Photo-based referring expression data

● ● ●

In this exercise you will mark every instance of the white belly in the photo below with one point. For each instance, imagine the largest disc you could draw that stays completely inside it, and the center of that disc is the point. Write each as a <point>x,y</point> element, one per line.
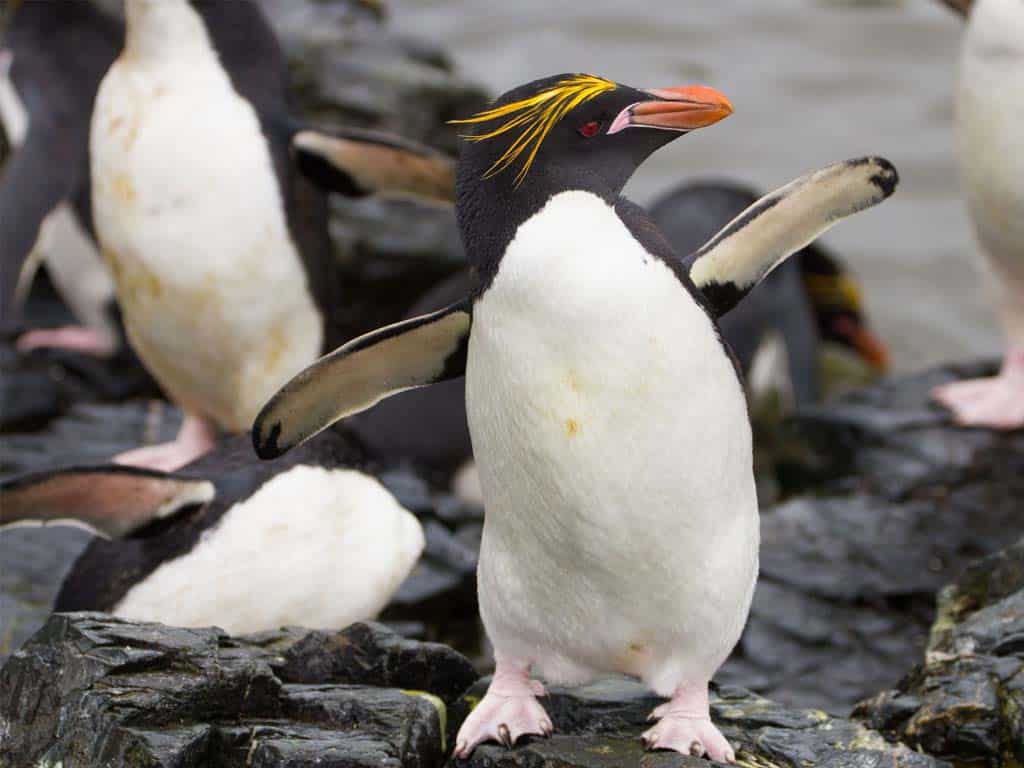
<point>311,548</point>
<point>990,129</point>
<point>190,218</point>
<point>612,440</point>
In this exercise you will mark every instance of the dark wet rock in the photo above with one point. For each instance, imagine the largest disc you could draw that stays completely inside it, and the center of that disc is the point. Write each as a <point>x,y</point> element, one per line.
<point>599,726</point>
<point>891,440</point>
<point>88,433</point>
<point>966,701</point>
<point>896,503</point>
<point>348,68</point>
<point>33,564</point>
<point>92,690</point>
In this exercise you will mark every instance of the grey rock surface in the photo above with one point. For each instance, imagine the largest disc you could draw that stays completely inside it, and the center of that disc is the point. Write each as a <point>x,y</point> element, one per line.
<point>966,701</point>
<point>893,503</point>
<point>91,690</point>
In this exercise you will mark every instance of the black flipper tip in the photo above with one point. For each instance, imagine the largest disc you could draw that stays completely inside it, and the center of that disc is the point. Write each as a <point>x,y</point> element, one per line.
<point>265,445</point>
<point>887,178</point>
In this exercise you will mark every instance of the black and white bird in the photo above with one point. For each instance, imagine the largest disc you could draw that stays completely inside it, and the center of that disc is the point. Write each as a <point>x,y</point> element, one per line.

● ● ●

Task prompt:
Copy nothing except the lines from the one holding "the black flipper" through the last line of the data above, and return them exactly.

Reply to the exercise:
In this exercise you will mark every instance of the black flipper tip in the photo above with one point. For each instance, imagine the largest disc you could draw that stays completely inside it, and the center of that disc is the point. Write each as a <point>x,y</point> element, one per line.
<point>265,445</point>
<point>887,178</point>
In this exercise you will mark every instance of the black and white bird in the photo above with one point. For each instance, imagine the largest disc you could draw that stays completely inside it, and the center of that disc is the point. Write each as a <point>x,y</point> element, one per line.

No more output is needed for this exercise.